[Collected data]

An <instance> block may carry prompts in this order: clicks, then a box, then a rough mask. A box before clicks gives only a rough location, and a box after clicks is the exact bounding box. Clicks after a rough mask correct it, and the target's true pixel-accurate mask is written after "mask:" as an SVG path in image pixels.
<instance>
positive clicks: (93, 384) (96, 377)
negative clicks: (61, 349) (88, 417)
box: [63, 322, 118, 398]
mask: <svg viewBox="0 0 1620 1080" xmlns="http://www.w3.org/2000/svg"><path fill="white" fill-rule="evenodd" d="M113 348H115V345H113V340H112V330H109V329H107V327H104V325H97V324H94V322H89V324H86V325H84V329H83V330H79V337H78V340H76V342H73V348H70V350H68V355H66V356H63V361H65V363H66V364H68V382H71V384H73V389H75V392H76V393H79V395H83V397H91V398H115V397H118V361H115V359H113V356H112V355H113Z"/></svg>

Exercise details → Retype all of the entries exactly, please.

Exercise response →
An <instance> block may carry prompts in this order: clicks, then a box, then a rough mask. A box before clicks gives only a rough location, and a box after clicks is the exact bounding box. Clicks after a rough mask correct it, and the target's true pixel-accurate mask is written after "mask:" as an SVG path in image pixels.
<instance>
positive clicks: (93, 384) (96, 377)
negative clicks: (61, 349) (88, 417)
box: [63, 322, 118, 398]
mask: <svg viewBox="0 0 1620 1080" xmlns="http://www.w3.org/2000/svg"><path fill="white" fill-rule="evenodd" d="M113 348H115V345H113V340H112V330H109V329H107V327H104V325H97V324H94V322H89V324H86V325H84V329H83V330H79V337H78V340H76V342H73V348H70V350H68V355H66V356H63V361H65V363H66V364H68V382H71V384H73V389H75V392H76V393H79V395H83V397H91V398H115V397H118V361H115V359H113V356H112V355H113Z"/></svg>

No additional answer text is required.